### [TEKS SUMBER]
Sepenggal kisah, manakala Bung Karno baru saja tiba di Bengkulu, usai menjalani pembuangan di Pulau Bunga, Ende.
Di daerah “basis Islam” dengan alam yang dikelilingi pegunungan Bukit
Barisan, Bung Karno awalnya tidak memiliki banyak sahabat. Setiap orang
yang berkunjung ke kediamannya, esoknya langsung dipanggil kantor
polisi. Dicatat, ditanya apa-apa saja yang dibicarakan, dan tentu saja
dengan ancaman untuk tidak mendatangi Sukarno.
Satu per satu, masyarakat Bengkulu mulai ketakutan untuk berdekat-dekat
dengan Sukarno. Namun, magnit Sukarno begitu kuat, sehingga selalu saja
ada satu-dua orang yang nekat mengunjunginya, meski mereka tahu
akibatnya. Bahkan ada salah seorang guru yang begitu rajin mendatangi
Sukarno untuk sekadar ngobrol. Ia tidak pernah jera meski berkali-kali
harus berurusan dengan polisi Belanda.
Lambat-laun, satu per satu, masyarakat mulai lebih berani mendekati Bung
Karno. Terlebih ketika organisasi keagamaan seperti Muhammadiyah sudah
terang-terangan berani meminta jasa Bung Karno untuk menjadi tenaga
pengajar. Pengajar agama! Dan dilarang bicara politik. Bung Karno girang
bukan kepalang. Ia tidak harus bicara politik kepada para murid. Ia
cukup menceritakan kisah-kisah heroik Nabi Besar Muhammad SAW, sambil
menanamkan benih-benih nasionalisme. Benih-benih cinta tanah air.

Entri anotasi
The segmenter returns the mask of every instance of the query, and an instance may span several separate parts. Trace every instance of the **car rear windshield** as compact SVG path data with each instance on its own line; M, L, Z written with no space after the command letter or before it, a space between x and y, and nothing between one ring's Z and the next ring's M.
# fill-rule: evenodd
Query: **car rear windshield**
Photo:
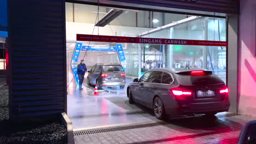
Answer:
M104 73L124 73L121 65L106 65L103 67Z
M224 83L217 75L213 74L203 76L193 76L184 74L176 74L175 75L181 85L212 85Z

### [SOAL LATIHAN]
**a.** Jawab pertanyaan berikut berdasarkan kisah Bung Karno di Bengkulu.
(i) Di mana Bung Karno menjalani pembuangan sebelum tiba di Bengkulu?
(ii) Apa yang dialami keesokan harinya oleh setiap orang yang berkunjung ke kediaman Bung Karno?
(iii) Organisasi keagamaan apa yang disebut meminta jasa Bung Karno untuk menjadi tenaga pengajar?
**b.** Tulis ulang bagian kisah Bung Karno di Bengkulu mulai dari "Lambat-laun, satu per" sampai dengan "cinta tanah air.", dan ganti kata "murid" dengan "siswa".
**c.** Tuliskan lanjutan kisah Bung Karno di Bengkulu, dimulai setelah kalimat terakhir yang tersedia.

### [JAWABAN YANG DIHARAPKAN]
**a.**
(i) Di Pulau Bunga, Ende.
(ii) Mereka langsung dipanggil kantor polisi, dicatat, ditanya apa saja yang dibicarakan, dan diancam agar tidak mendatangi Sukarno.
(iii) Muhammadiyah.

**b.**
Lambat-laun, satu per satu, masyarakat mulai lebih berani mendekati Bung
Karno. Terlebih ketika organisasi keagamaan seperti Muhammadiyah sudah
terang-terangan berani meminta jasa Bung Karno untuk menjadi tenaga
pengajar. Pengajar agama! Dan dilarang bicara politik. Bung Karno girang
bukan kepalang. Ia tidak harus bicara politik kepada para siswa. Ia
cukup menceritakan kisah-kisah heroik Nabi Besar Muhammad SAW, sambil
menanamkan benih-benih nasionalisme. Benih-benih cinta tanah air.

**c.**
Waktu terus bergulir, dan Bung Karno pun menjelma menjadi sosok yang
didudukkan pada status “orang cerdik-pandai”. Bahkan, sejumlah warga
memperlakukannya laksana “dukun”. Ia tidak hanya dimintai nasihat
spiritual, tetapi dimintai juga mengobati sejumlah warga yang terserang
penyakit. Satu di antaranya, ia kedatangan seorang gadis sambil menangis
meraung-raung meminta tolong Bung Karno, dengan keluhan: Sudah tujuh
bulan tidak bisa menstruasi!
“Apa yang dapat saya lakukan? Saya bukan dokter,” kelit Bung Karno.
“Bapak menolong semua orang. Bapak adalah juru selamat kami. Saya
percaya kepada bapak, dan saya merasa sangat sakit. Tolonglah… tolonglah
saya… tolooong….”
Bung Karno tidak bisa mengelak. Bung Karno juga tidak ingin seorang
gadis mendatanginya dengan harapan sembuh, lantas harus pulang dengan
kecewa. Setelah berkonsentrasi sejenak… Bung Karno membacakan surah
pertama Alquran ditambah doa-doa. Esoknya, perempuan itu mens! Kabar itu
pun lekas tersiar. Dan Bung Karno “sang dukun” makin terkenal pula.
Apa itu saja? Masih ada lagi. Kisah seorang tukang perah susu yang
tengah dililit kesulitan uang. Untuk suatu keperluan, dia sangat
membutuhkan uang. Celakanya, dia pun yakin, dengan mendatangi Bung
Karno, persoalannya akan selesai. Apa yang terjadi? Memang begitu
adanya. Dia datang ke Bung Karno dan menyampaikan keluhannya, serta
memohon penyelesaian.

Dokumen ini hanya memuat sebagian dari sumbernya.